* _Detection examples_
::::::

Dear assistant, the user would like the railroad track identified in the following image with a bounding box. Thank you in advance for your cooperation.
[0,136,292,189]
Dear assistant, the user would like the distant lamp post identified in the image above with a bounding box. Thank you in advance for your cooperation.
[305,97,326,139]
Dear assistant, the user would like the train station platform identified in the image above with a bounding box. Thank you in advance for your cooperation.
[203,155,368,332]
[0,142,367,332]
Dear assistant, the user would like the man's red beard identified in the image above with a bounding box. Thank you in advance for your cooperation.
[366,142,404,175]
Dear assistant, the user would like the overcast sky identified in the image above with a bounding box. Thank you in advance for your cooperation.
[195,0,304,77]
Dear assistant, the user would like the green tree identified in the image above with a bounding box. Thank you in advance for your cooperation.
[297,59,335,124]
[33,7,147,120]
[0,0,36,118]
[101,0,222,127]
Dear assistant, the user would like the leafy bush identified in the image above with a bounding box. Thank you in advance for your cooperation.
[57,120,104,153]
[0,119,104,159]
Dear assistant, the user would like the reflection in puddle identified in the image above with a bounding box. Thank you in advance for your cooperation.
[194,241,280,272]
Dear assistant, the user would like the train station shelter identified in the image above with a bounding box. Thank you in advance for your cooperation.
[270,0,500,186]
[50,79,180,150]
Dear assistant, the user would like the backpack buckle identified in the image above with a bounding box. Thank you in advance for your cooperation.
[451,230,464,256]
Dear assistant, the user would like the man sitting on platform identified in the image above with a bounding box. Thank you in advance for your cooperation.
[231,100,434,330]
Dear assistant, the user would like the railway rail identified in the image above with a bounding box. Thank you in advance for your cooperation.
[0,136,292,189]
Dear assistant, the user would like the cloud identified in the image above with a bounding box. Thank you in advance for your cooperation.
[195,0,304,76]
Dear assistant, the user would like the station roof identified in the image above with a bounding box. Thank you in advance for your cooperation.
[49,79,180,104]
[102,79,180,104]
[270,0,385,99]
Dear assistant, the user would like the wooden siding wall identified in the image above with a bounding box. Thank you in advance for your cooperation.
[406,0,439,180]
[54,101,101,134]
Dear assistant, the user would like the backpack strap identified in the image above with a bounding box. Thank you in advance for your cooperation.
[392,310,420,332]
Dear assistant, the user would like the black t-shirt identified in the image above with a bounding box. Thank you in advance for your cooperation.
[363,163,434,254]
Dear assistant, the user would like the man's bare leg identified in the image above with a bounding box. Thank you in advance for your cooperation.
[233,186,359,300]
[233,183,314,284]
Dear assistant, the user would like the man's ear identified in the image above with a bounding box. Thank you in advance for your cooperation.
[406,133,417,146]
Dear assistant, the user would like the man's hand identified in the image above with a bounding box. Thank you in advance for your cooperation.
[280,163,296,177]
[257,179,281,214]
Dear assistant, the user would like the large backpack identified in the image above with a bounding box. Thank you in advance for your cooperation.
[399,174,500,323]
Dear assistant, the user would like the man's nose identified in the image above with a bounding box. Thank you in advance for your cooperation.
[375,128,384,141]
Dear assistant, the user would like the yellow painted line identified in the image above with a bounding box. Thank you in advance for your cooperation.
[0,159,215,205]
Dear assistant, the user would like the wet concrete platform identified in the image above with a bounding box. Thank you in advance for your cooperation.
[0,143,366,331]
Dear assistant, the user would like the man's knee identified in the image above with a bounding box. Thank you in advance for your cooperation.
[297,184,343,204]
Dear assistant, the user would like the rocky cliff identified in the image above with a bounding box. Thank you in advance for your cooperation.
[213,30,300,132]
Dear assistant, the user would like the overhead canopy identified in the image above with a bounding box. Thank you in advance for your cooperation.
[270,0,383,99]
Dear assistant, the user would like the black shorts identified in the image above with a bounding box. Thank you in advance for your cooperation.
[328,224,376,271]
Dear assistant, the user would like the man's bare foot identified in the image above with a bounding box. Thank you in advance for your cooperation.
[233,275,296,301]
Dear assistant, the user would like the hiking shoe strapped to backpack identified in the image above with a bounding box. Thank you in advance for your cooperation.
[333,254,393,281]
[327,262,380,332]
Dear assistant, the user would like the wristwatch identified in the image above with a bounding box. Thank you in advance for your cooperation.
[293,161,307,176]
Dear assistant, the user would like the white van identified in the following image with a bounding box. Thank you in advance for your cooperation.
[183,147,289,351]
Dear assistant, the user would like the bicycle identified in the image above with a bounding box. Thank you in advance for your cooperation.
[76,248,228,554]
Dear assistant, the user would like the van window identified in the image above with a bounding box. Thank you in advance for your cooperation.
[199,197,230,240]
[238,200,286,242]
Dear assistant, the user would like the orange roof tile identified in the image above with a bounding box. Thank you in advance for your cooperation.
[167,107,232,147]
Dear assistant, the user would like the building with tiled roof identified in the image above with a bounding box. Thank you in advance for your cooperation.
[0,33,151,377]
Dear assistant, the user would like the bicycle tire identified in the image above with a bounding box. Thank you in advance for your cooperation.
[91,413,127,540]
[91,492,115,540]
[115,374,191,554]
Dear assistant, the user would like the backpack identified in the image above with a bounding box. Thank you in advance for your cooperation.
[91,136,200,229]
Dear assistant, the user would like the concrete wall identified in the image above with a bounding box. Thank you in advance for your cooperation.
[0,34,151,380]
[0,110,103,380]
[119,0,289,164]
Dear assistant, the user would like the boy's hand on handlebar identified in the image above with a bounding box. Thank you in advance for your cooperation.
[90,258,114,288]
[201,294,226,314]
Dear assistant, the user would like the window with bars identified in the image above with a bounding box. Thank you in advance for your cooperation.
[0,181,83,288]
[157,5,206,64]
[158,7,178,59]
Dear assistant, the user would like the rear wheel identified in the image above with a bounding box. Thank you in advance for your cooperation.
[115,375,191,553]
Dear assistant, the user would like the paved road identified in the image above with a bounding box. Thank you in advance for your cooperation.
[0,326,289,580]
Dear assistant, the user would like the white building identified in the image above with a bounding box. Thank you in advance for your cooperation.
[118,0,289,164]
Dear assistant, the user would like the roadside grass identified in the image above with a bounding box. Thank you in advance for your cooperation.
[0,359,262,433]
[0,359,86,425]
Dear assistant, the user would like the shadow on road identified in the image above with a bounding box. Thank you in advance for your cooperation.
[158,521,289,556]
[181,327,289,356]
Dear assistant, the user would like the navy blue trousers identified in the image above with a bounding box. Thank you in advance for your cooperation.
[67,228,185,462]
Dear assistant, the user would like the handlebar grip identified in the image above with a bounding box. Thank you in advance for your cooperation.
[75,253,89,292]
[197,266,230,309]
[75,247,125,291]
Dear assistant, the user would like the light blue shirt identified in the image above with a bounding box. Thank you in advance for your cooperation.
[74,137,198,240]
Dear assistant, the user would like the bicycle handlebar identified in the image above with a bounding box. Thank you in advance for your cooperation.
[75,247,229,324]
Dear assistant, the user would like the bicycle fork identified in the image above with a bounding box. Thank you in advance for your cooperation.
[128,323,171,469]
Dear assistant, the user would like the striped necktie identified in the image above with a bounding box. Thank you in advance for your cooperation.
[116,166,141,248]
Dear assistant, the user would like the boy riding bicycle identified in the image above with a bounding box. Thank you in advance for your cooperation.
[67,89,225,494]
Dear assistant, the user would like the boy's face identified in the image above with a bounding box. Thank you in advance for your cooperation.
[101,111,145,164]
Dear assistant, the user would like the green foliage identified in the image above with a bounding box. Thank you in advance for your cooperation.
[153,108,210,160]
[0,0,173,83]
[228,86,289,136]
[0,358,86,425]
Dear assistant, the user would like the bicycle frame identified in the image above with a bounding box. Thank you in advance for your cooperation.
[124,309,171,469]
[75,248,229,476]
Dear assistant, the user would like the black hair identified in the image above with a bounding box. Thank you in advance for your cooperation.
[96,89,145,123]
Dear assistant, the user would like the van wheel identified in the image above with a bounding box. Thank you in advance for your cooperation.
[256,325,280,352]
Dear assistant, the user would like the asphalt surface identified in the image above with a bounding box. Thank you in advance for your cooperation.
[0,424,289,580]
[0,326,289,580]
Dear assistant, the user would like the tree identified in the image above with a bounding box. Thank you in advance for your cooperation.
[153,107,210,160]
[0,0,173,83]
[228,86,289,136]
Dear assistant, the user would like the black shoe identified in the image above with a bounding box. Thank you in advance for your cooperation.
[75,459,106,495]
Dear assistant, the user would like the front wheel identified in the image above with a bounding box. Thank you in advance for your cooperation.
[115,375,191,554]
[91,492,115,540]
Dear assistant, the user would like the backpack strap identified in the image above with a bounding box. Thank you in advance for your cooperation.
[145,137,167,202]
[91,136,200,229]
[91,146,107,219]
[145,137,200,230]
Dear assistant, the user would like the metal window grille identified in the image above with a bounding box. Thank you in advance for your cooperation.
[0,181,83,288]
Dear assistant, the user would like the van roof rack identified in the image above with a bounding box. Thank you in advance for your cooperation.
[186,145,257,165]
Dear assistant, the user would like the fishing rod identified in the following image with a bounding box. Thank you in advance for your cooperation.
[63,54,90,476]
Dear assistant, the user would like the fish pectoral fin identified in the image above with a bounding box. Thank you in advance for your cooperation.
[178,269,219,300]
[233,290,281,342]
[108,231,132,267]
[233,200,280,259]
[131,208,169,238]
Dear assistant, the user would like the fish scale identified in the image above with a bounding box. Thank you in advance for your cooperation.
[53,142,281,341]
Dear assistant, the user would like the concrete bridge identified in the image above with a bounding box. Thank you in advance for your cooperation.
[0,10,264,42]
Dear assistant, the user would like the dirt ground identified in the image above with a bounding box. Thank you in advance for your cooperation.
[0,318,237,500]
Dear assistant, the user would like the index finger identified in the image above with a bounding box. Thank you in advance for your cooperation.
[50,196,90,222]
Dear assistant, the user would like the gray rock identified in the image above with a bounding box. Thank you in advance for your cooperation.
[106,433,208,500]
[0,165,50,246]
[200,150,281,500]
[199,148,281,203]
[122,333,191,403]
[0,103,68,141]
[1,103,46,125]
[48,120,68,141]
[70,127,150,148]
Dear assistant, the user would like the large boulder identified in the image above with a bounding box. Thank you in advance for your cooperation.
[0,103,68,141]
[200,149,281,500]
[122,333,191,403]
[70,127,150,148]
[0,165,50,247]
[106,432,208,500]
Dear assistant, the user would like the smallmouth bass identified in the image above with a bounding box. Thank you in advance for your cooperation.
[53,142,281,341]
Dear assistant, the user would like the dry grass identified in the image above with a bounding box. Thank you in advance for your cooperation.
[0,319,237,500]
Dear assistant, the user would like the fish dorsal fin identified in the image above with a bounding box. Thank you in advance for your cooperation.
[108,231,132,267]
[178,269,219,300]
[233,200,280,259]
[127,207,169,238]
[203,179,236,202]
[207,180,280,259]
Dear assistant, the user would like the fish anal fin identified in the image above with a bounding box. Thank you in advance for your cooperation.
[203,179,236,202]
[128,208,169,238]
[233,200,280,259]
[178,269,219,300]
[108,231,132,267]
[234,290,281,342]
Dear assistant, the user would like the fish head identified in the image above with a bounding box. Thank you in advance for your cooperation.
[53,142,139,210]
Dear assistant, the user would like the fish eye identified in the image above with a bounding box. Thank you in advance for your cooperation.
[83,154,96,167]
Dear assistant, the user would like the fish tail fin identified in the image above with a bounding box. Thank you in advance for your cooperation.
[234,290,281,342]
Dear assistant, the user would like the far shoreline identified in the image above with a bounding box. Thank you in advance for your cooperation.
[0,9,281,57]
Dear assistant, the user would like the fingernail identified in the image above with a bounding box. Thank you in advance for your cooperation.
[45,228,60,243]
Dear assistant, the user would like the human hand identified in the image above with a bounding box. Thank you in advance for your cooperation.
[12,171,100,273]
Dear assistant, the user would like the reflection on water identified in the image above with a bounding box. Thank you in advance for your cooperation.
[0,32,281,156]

::::::

* _The request_
Copy out the listing above word for word, everything from the line containing "Dear assistant, the user would like the gray" down to the line containing "[53,142,139,210]", with both of those lines included.

* _Result_
Dear assistant, the user would like the gray rock identified in the image above with a bounding box. Thank you in advance for your cooperation.
[106,433,208,500]
[0,165,50,246]
[200,150,281,500]
[199,148,281,203]
[122,333,191,403]
[0,103,68,141]
[1,103,46,125]
[48,120,68,141]
[70,127,150,148]
Dear assistant, the user would like the large boulder identified in the image above with a bounding box. Thank you in advance for your cooperation.
[0,103,68,141]
[200,149,281,500]
[122,333,191,403]
[70,127,150,148]
[0,165,50,247]
[106,432,208,500]
Dear assistant, the user would like the smallmouth bass identified in the image above with a bounding box. Thank you in advance for your cooperation.
[53,142,281,341]
Dear assistant, the user would like the dry grass identified in the image above with a bounding box. Thank you in advance for your cooperation.
[0,319,237,500]
Dear assistant, the user would like the fish dorsal fin identified in the image above with a bounding box. Thank you in advance for your cooperation.
[108,231,132,267]
[178,269,219,300]
[233,200,280,259]
[127,207,169,238]
[203,179,236,202]
[207,180,280,259]
Dear assistant, the user would like the fish anal fin identified in the image above with a bounding box. Thank you in advance for your cooperation.
[203,179,236,202]
[128,208,169,238]
[233,200,280,259]
[178,269,219,300]
[108,231,132,267]
[234,290,281,342]
Dear assistant, the user would like the fish head identified in the image above with a bounding box. Thank you in advance for your cooperation.
[53,142,139,210]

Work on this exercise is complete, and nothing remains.